* **EXTRACT PROVIDED**:
==*==

He returned to Brazil shortly afterward, beginning a master's degree in psychology and teaching at three colleges. Sex reassignment surgery was not performed in Brazil, where it was considered mutilation. A psychologist colleague referred him to an endocrinologist at the Hospital Moncorvo Filho, who explained the differences between transgender identity and homosexuality. There João entered the screening process for clinical examinations with a view to surgical treatment.

Encouraged by the possibility of surgery, his family opposed it, especially his father. His mother began begging him not to undergo the surgery, saying she would accept a "homosexual daughter, but not one without any identity". The report on which his surgery depended, however, was denied by the psychiatrist, who was not convinced that transgender identity existed. On the suggestion of his doctor he sought another psychiatrist who issued a favorable opinion. The surgery took place in a clinic in São Paulo, performed clandestinely without a medical record. Hormone therapy began shortly afterward, but this surgery did not remove the uterus and ovaries, and the surgeon did not know who could perform it.

João became a test subject for treatments, since in Brazil at the time there were no protocols or studies regarding the effects of hormone therapy, and he became a major critic of the Brazilian health system because of its gaps and lack of assistance to transgender patients. It was an obstetrician and gynecologist known to the family who indicated a doctor willing to perform the remaining surgeries.

==*==

* **RECORD EXCERPTS**:

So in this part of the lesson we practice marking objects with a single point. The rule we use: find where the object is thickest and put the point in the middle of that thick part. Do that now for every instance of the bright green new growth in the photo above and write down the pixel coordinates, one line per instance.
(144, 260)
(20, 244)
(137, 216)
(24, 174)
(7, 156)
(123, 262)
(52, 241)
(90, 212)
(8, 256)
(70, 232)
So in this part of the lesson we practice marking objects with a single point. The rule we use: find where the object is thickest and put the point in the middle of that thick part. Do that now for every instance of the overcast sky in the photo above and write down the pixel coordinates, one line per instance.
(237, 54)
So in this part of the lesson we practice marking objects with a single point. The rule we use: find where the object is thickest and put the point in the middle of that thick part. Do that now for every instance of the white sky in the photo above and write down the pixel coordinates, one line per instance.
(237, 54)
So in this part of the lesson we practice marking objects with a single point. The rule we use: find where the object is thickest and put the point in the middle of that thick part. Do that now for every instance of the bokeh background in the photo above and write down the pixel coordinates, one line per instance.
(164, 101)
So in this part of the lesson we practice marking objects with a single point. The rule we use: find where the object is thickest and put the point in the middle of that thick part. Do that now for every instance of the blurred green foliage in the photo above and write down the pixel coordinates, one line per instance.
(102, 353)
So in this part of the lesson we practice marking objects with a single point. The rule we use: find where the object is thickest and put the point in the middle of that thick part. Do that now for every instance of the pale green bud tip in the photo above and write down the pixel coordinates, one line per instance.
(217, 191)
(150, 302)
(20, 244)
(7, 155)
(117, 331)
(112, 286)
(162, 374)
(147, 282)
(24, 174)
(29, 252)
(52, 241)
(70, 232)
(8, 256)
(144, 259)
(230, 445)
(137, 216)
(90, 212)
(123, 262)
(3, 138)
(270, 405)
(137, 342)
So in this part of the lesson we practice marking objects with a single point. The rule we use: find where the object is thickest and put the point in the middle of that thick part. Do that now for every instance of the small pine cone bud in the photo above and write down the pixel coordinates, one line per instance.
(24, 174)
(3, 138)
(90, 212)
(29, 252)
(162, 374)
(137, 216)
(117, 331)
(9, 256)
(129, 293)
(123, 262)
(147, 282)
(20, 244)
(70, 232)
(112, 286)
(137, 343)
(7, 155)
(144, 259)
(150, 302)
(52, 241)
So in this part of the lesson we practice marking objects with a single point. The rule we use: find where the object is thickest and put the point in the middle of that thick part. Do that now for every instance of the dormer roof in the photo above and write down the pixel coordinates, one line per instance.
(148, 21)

==*==

* **TASK TO COMPLETE**:
Copy out, word for word, the full passage on João's path to surgery and hormone therapy in Brazil.

* **RESULT BELOW**:
He returned to Brazil shortly afterward, beginning a master's degree in psychology and teaching at three colleges. Sex reassignment surgery was not performed in Brazil, where it was considered mutilation. A psychologist colleague referred him to an endocrinologist at the Hospital Moncorvo Filho, who explained the differences between transgender identity and homosexuality. There João entered the screening process for clinical examinations with a view to surgical treatment.

Encouraged by the possibility of surgery, his family opposed it, especially his father. His mother began begging him not to undergo the surgery, saying she would accept a "homosexual daughter, but not one without any identity". The report on which his surgery depended, however, was denied by the psychiatrist, who was not convinced that transgender identity existed. On the suggestion of his doctor he sought another psychiatrist who issued a favorable opinion. The surgery took place in a clinic in São Paulo, performed clandestinely without a medical record. Hormone therapy began shortly afterward, but this surgery did not remove the uterus and ovaries, and the surgeon did not know who could perform it.

João became a test subject for treatments, since in Brazil at the time there were no protocols or studies regarding the effects of hormone therapy, and he became a major critic of the Brazilian health system because of its gaps and lack of assistance to transgender patients. It was an obstetrician and gynecologist known to the family who indicated a doctor willing to perform the remaining surgeries.